What this exercise asks:
- a) According to the article on sports TV viewership during the pandemic, where is Dennis Deninger now a professor?
- b) Write the next part of the article on sports TV viewership during the pandemic, picking up right after its final sentence.

Document section:
==============================

2 It’s not part of our natural cycle to be watching sports on weekday afternoons or NBA Finals games in October or Triple Crown races on a college football Saturday. “We get used to watching certain things or having particular sports be part of our lives at certain times of the year,” said Dennis Deninger, a former ESPN production executive who is now a professor in sports communicat­ions at Syracuse University’s Falk College of Sport and Human Dynamics. “One of my contention­s is the Super Bowl is perfectly placed in February when most people are indoors. If the placement of the Super Bowl had to be moved to the summer, it would definitely have lower ratings because there’s more things competing against it. If you move sports from their natural positions to places that they’re unfamiliar, they’re competing with sports that are traditiona­lly seen in those time periods and everyone suffers a little bit.”

3 Lack of fans in the stands is a psychologi­cal cue that these games don’t mean as much. “The crowd going crazy is part of the allure of watching sports on TV,” Karp said. “Crowd goes wild is an expression for a reason.”

4 There’s a presidenti­al election going on in a highly charged political climate, which echoes some of the data Karp saw from 2016 when some news and commentary shows were up 30%. “Viewership in cable news networks is up significan­tly, and right now, especially once the president got COVID, that’s all anyone was watching,” Karp said. “It affected college football numbers (last weekend). It affected everything.”

But there’s also an existentia­l question that nobody really knows the answer to. Has the pandemic changed people’s behaviors and habits in a way that will be difficult for sports to recover from when life goes back to normal?

For millions of Americans, the routine of going to work, coming home, eating dinner and settling in on the couch to watch a game has not been part of their lives for seven months. They’ve been working from home, schooling their children at home, developing new hobbies to occupy their downtime and watching television when it fits their schedule.

“This familiar, linear nature of our lives has been interrupte­d,” Deninger said. “In the first six months of 2020, Netflix added 5.2 million new homes subscribin­g in the United States and brought their total to almost 73 million. They don’t have any sports. Regardless of how your schedule has been upended, you can watch what you want when you want and escape into fiction.

==============================

Extracted data:
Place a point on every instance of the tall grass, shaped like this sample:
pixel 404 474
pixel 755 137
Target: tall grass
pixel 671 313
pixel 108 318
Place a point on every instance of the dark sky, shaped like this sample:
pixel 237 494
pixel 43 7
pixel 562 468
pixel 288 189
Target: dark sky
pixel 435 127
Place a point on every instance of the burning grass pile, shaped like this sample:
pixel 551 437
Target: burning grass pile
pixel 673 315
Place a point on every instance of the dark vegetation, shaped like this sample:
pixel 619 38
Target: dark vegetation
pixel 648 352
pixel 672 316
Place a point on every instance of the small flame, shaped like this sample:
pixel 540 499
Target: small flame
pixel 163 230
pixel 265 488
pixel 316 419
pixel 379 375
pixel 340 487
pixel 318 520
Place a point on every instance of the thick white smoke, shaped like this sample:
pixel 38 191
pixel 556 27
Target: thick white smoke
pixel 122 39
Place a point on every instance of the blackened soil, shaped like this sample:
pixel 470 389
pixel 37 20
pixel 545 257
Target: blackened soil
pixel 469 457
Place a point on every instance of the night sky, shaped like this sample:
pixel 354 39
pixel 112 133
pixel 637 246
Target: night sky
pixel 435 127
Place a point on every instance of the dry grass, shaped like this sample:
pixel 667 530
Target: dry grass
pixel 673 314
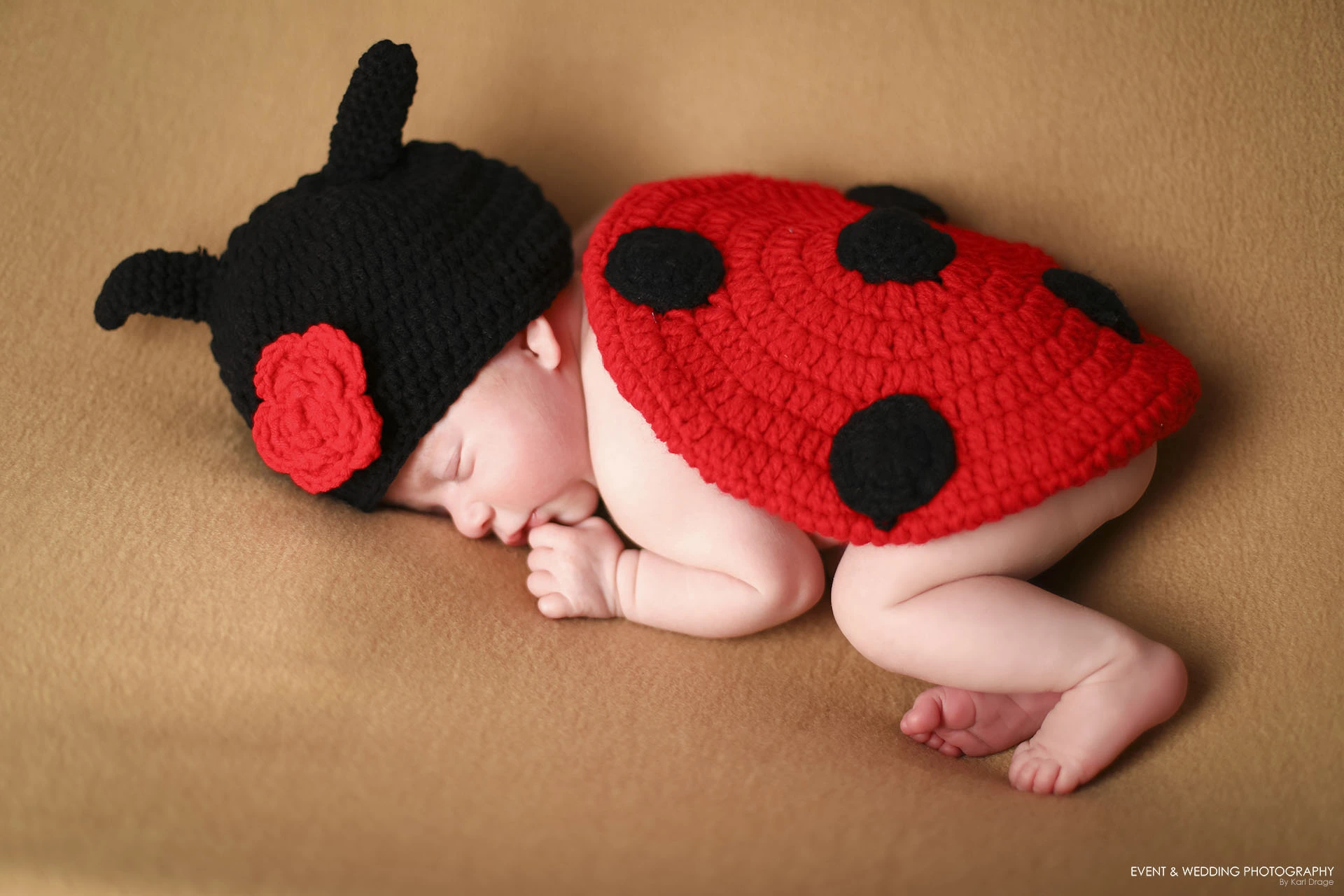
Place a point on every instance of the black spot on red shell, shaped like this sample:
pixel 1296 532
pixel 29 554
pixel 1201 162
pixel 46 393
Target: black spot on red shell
pixel 889 197
pixel 664 267
pixel 1093 298
pixel 894 245
pixel 891 457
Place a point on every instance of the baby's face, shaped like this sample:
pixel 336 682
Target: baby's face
pixel 512 450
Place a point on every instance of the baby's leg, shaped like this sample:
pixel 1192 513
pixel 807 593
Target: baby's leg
pixel 949 612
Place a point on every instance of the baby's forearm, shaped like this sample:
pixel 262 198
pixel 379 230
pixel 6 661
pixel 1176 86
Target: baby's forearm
pixel 656 592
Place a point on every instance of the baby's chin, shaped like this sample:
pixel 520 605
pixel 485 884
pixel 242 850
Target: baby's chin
pixel 578 505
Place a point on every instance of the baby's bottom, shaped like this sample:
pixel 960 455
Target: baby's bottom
pixel 1021 665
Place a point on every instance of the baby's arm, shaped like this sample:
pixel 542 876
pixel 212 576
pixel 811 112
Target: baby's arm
pixel 733 577
pixel 710 564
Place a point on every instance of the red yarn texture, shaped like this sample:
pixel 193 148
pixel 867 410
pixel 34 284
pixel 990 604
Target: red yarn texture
pixel 752 388
pixel 315 421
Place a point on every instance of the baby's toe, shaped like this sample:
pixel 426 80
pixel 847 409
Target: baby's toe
pixel 923 718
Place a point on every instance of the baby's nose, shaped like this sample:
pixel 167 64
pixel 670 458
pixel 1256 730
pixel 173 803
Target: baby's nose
pixel 476 522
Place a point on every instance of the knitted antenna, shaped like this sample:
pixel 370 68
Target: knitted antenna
pixel 351 311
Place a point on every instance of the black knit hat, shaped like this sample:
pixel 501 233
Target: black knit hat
pixel 351 311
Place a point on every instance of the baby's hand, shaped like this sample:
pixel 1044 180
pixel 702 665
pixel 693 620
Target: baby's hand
pixel 574 568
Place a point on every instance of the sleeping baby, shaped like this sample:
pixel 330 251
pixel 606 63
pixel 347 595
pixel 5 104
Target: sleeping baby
pixel 750 374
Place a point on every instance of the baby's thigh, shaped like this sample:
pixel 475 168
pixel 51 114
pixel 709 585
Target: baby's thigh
pixel 1021 546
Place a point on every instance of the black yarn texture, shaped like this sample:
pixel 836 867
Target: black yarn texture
pixel 892 244
pixel 664 267
pixel 890 197
pixel 428 255
pixel 891 457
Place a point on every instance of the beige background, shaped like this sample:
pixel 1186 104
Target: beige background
pixel 211 682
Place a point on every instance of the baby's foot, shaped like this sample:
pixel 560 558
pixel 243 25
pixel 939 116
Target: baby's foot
pixel 974 723
pixel 1096 719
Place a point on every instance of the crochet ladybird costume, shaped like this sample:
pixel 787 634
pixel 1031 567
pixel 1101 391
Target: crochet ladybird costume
pixel 855 365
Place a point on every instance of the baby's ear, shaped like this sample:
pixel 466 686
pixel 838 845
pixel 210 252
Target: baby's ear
pixel 539 339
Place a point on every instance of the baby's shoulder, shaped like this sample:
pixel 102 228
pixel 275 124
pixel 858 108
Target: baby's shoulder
pixel 663 504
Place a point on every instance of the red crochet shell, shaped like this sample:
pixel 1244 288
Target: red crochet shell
pixel 755 379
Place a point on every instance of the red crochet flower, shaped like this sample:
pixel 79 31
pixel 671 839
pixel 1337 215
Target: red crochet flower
pixel 315 421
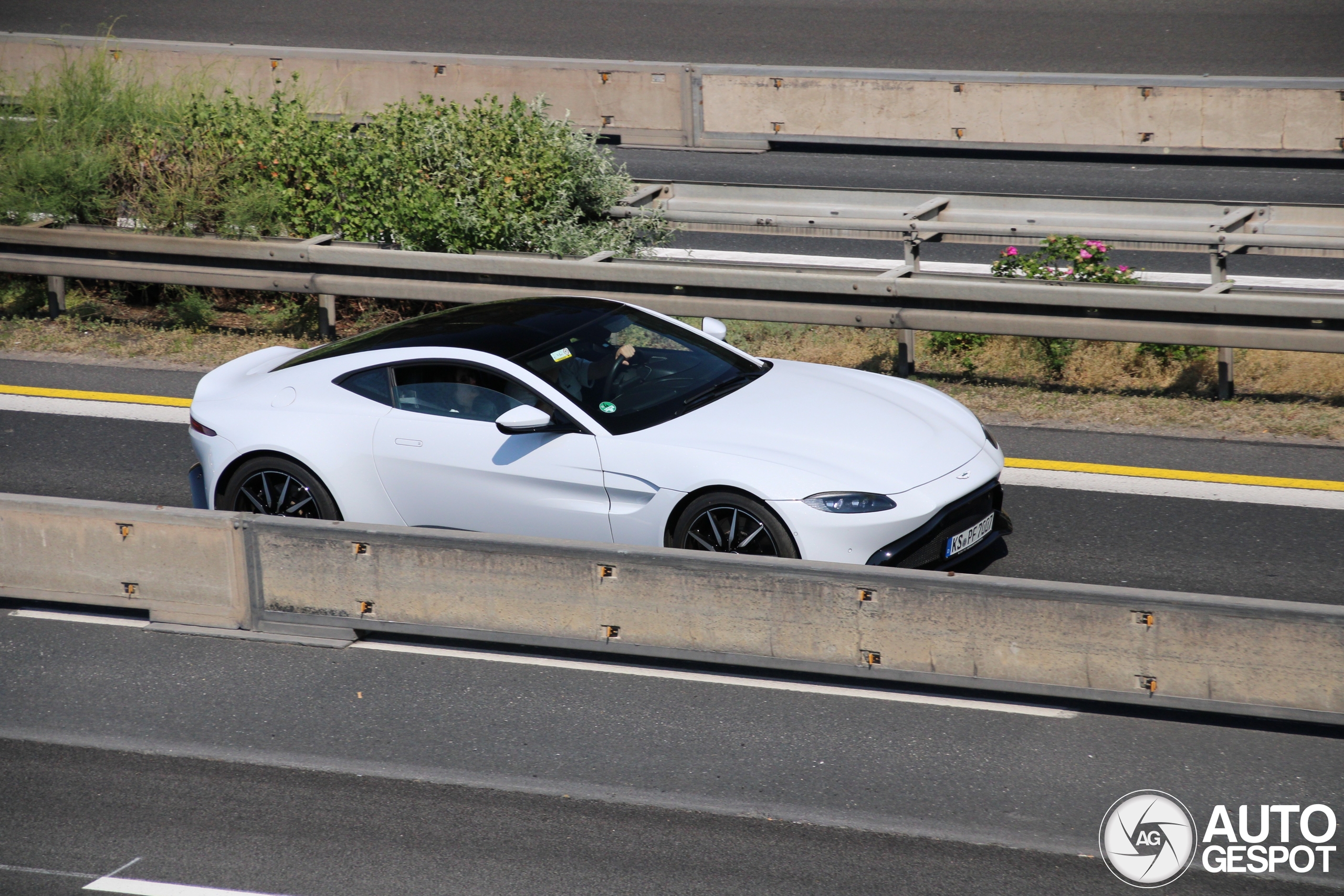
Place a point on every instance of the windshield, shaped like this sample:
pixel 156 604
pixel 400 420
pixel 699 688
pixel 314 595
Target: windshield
pixel 632 370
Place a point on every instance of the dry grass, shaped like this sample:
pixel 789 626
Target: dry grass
pixel 132 342
pixel 1108 386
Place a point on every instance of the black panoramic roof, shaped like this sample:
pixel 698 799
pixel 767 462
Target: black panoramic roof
pixel 503 328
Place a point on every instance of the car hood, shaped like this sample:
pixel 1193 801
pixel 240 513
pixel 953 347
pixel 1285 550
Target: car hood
pixel 827 428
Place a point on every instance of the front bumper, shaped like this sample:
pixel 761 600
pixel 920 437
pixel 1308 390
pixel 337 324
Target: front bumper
pixel 925 547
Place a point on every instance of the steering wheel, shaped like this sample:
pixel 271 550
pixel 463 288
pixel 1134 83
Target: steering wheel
pixel 608 382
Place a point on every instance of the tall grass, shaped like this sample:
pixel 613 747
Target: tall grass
pixel 97 141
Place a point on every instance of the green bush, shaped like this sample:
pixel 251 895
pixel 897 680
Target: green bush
pixel 105 145
pixel 22 296
pixel 190 308
pixel 1062 258
pixel 284 316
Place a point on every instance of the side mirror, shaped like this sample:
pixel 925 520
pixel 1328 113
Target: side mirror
pixel 524 418
pixel 716 328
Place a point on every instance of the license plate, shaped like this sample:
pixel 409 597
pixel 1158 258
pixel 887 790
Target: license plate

==============================

Answers by item number:
- a) Syracuse University's Falk College of Sport and Human Dynamics

- b)
“The cable services that have been delivering the prime delivery platforms for sports in the United States are now reaching only 51.1 million homes, that’s the entire cable universe. If you add direct broadcast satellite, you get another 23 million.

“For Amazon Prime and Netflix to both be larger than the entire cable industry in the U.S. is remarkable.”

The cable television industry getting smaller and the number of so-called cord cutters getting larger is not a new story, but it’s one that has certainly been magnified by the pandemic. Whether those people come back to watching sports once this is all over and the calendar normalizes is difficult to project, but it will have major implicatio­ns on rights negotiatio­ns in the future, which directly impacts league revenue and player salaries.

In that sense, Karp said the industry is viewing 2020 as a one-off and that the ratings for anything should not be compared to 2019. Likewise, 2021 should not be compared to 2020. In the end, the demand for live sports is still going to win out, even if some people have shifted to “Tiger King” for the time being.

“I’m almost giving a pass to everything going on right now,” he said. “I think people that are helping negotiate those deals are smart enough to know we just need to get games on TV right now and ratings be damned.

“The head NFL media executive sent a memo to teams saying don’t worry about the ratings, they are what they are, just stay safe. That’s paramount right now.

“When rights deals come up, the NFL and NBA are still going to get an increase. When you look at the top 100 programs, it’s all football, Olympics, World Series games, the Derby. There’s no ‘Big Bang Theory’ anymore that is going to crack that. ‘ Cheers’ isn’t coming back. Those are shifted to Netflix or Amazon or one of the 10,000 things launching now.”